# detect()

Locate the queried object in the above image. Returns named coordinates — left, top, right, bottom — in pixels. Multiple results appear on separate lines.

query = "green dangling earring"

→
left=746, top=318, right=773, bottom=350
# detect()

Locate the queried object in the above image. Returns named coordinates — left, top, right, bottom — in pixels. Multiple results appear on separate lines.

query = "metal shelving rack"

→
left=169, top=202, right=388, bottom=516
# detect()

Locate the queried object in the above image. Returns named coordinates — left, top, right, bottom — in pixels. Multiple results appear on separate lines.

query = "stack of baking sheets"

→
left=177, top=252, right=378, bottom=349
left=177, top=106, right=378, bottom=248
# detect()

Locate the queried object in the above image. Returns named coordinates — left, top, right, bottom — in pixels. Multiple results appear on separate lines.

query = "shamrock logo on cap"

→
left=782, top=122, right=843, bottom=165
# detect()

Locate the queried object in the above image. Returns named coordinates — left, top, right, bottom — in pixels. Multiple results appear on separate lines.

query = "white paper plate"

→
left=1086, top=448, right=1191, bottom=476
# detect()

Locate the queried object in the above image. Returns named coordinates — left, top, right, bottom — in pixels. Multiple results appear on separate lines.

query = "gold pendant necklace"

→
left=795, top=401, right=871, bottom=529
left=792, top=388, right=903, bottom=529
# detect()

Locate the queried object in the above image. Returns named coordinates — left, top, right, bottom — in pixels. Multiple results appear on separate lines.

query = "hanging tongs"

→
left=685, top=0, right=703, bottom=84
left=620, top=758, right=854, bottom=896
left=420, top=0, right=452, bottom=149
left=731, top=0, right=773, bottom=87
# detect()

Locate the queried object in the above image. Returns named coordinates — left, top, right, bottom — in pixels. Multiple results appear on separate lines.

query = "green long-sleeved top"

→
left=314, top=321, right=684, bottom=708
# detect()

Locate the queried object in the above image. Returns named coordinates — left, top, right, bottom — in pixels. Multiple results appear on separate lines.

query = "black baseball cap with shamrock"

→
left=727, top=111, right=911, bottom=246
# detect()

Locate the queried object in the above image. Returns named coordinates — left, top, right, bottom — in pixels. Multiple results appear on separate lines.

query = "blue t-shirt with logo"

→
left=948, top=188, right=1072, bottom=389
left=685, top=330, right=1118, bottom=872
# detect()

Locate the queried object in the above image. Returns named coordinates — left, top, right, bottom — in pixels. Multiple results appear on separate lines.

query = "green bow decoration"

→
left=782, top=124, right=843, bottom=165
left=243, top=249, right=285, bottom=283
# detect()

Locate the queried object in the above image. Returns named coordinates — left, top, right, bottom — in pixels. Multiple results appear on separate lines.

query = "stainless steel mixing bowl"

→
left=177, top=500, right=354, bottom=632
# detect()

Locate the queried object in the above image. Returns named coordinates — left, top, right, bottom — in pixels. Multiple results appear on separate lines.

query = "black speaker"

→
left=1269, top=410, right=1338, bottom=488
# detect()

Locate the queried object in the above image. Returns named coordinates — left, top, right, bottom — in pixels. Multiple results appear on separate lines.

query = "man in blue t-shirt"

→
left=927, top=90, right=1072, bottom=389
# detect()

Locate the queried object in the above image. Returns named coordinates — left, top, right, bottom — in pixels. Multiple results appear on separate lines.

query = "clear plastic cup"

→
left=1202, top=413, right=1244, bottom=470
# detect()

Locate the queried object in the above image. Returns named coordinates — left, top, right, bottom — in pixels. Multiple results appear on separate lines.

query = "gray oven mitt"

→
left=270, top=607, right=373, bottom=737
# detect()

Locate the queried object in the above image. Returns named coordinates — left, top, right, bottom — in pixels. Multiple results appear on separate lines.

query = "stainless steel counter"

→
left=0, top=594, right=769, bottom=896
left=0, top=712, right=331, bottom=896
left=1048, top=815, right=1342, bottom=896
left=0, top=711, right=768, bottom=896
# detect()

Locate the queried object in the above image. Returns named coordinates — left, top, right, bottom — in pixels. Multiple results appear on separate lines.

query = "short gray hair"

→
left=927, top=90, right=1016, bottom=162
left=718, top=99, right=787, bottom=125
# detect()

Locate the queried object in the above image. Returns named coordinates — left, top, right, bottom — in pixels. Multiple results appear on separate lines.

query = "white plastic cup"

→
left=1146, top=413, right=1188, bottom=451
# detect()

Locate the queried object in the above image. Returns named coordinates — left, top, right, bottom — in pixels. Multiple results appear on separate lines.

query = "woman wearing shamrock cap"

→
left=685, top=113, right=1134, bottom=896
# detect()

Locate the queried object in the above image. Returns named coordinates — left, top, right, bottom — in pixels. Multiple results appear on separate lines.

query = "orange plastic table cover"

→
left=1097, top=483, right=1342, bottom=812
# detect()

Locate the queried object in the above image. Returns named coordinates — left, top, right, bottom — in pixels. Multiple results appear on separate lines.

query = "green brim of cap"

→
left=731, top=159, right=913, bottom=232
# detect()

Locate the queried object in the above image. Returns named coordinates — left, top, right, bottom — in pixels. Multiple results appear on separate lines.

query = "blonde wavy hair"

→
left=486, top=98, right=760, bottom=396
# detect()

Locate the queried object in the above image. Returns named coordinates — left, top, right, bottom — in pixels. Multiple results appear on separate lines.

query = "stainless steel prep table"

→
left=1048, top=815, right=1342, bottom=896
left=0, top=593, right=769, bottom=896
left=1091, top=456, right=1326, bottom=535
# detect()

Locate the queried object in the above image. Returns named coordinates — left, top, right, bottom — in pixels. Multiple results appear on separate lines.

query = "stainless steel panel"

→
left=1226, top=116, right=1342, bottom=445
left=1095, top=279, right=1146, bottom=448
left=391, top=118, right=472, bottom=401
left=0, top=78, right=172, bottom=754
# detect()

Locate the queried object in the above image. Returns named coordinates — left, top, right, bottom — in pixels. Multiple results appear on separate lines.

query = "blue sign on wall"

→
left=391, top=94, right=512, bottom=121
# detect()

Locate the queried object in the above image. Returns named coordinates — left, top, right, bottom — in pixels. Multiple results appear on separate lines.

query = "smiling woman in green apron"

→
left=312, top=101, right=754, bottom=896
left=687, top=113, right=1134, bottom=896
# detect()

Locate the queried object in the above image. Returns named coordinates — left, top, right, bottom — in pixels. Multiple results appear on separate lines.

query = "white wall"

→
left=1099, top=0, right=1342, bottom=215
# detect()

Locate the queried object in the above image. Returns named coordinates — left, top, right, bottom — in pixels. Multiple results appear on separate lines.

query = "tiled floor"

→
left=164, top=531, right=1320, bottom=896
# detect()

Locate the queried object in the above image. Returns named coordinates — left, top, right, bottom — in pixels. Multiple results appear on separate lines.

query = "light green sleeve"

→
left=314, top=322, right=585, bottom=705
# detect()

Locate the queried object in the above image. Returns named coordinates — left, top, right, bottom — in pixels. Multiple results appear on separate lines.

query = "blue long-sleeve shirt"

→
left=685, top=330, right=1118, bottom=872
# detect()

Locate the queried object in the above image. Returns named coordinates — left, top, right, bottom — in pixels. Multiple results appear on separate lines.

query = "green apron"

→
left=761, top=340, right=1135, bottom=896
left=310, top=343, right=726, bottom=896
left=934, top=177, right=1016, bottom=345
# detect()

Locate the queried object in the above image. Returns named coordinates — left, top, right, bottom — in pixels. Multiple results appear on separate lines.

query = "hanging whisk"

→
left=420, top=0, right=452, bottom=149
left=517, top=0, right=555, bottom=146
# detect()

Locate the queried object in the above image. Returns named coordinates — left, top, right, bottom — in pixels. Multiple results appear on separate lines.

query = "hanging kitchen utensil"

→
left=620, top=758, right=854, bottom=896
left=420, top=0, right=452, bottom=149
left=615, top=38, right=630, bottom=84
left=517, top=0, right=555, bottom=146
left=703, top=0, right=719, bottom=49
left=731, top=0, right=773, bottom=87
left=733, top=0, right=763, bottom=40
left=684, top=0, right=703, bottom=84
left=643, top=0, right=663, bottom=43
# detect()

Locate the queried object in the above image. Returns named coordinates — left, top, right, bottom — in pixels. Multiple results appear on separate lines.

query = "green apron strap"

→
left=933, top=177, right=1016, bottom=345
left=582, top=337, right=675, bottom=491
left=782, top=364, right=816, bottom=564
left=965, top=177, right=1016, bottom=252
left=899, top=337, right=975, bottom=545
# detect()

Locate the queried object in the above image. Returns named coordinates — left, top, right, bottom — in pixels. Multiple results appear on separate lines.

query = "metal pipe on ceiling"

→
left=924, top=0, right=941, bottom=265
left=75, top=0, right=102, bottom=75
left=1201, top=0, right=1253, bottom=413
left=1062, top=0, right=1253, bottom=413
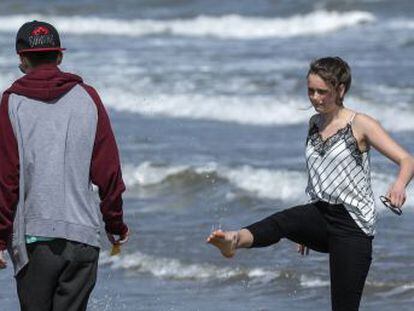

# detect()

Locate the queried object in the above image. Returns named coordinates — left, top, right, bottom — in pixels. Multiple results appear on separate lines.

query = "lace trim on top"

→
left=306, top=123, right=364, bottom=166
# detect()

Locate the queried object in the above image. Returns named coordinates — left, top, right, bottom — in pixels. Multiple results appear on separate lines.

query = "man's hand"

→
left=0, top=251, right=7, bottom=269
left=106, top=229, right=129, bottom=245
left=297, top=244, right=309, bottom=256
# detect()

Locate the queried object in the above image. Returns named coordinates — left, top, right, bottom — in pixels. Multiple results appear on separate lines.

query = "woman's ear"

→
left=338, top=83, right=345, bottom=101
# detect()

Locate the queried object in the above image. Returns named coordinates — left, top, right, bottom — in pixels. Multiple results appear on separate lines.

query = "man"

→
left=0, top=21, right=128, bottom=311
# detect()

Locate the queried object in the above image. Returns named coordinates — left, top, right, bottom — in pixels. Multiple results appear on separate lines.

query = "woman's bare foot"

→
left=207, top=230, right=239, bottom=258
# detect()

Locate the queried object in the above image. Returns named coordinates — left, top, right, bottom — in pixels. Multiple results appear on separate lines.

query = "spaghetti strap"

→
left=348, top=112, right=357, bottom=125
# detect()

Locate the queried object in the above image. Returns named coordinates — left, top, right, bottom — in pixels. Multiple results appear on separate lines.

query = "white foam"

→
left=0, top=10, right=375, bottom=39
left=99, top=252, right=279, bottom=281
left=124, top=162, right=414, bottom=212
left=101, top=88, right=414, bottom=131
left=102, top=89, right=312, bottom=126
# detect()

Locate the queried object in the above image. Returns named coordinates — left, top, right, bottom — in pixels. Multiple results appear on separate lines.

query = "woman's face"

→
left=308, top=74, right=339, bottom=113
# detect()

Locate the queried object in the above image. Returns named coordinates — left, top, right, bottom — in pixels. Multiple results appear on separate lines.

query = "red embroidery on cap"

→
left=32, top=26, right=49, bottom=36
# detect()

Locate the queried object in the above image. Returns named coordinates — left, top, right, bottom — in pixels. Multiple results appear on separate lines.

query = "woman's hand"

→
left=297, top=244, right=309, bottom=256
left=386, top=182, right=407, bottom=208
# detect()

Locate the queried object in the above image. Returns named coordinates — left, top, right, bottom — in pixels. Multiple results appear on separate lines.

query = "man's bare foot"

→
left=207, top=230, right=239, bottom=258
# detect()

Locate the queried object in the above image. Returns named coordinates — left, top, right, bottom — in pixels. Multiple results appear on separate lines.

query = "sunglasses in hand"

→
left=380, top=195, right=402, bottom=216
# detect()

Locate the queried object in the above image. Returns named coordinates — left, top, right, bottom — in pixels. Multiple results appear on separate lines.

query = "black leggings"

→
left=246, top=201, right=373, bottom=311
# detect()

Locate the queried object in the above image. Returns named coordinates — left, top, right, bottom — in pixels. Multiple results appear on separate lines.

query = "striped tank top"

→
left=305, top=113, right=376, bottom=236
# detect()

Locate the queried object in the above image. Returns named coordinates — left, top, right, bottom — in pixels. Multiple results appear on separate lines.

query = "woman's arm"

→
left=354, top=114, right=414, bottom=207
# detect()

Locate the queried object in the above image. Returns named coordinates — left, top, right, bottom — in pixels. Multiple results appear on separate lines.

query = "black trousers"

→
left=16, top=239, right=99, bottom=311
left=246, top=201, right=373, bottom=311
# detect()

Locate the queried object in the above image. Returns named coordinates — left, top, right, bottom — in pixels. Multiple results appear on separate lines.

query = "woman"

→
left=207, top=57, right=414, bottom=311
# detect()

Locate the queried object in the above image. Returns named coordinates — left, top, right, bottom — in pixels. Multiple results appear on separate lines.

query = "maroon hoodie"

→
left=0, top=65, right=128, bottom=250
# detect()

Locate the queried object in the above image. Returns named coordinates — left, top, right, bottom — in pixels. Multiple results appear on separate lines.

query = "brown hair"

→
left=307, top=57, right=352, bottom=101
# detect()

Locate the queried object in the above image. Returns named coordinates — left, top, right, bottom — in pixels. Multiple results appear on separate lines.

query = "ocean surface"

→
left=0, top=0, right=414, bottom=311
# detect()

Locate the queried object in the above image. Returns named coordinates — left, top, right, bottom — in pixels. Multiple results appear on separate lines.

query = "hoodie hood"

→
left=7, top=64, right=82, bottom=102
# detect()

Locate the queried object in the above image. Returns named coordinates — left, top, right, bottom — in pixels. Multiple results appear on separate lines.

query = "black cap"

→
left=16, top=21, right=65, bottom=54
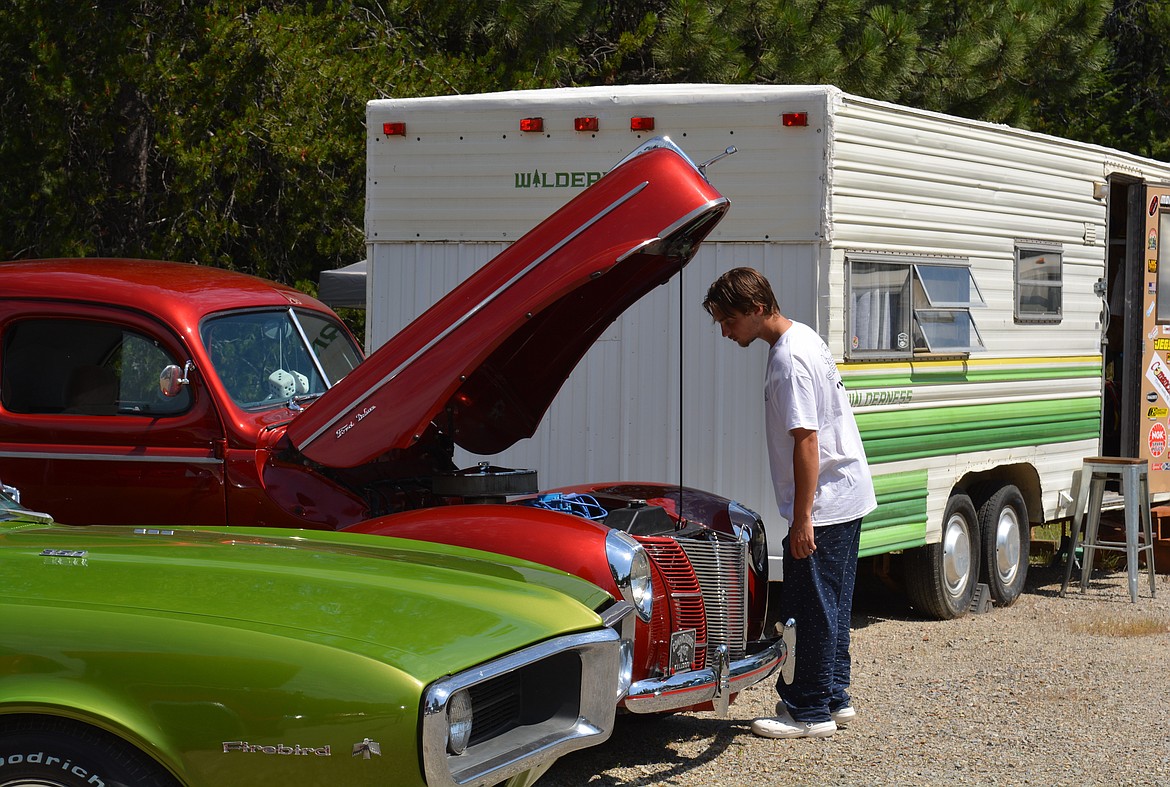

══════════════════════════════

* Exercice écrit:
Modifie, s'il te plaît, le passage qui va du début des entrées jusqu'à la ligne contenant « left=746, top=318, right=773, bottom=350 », toutes deux incluses. Remplace « dangling earring » par « hoop earring » en laissant tout le reste tel quel.

* Réponse correcte:
# detect()

Locate the queried object in the above image. Returns named coordinates — left, top, right, bottom — in pixels. Multiple results appear on separate lines.

query = "green hoop earring"

→
left=746, top=318, right=773, bottom=350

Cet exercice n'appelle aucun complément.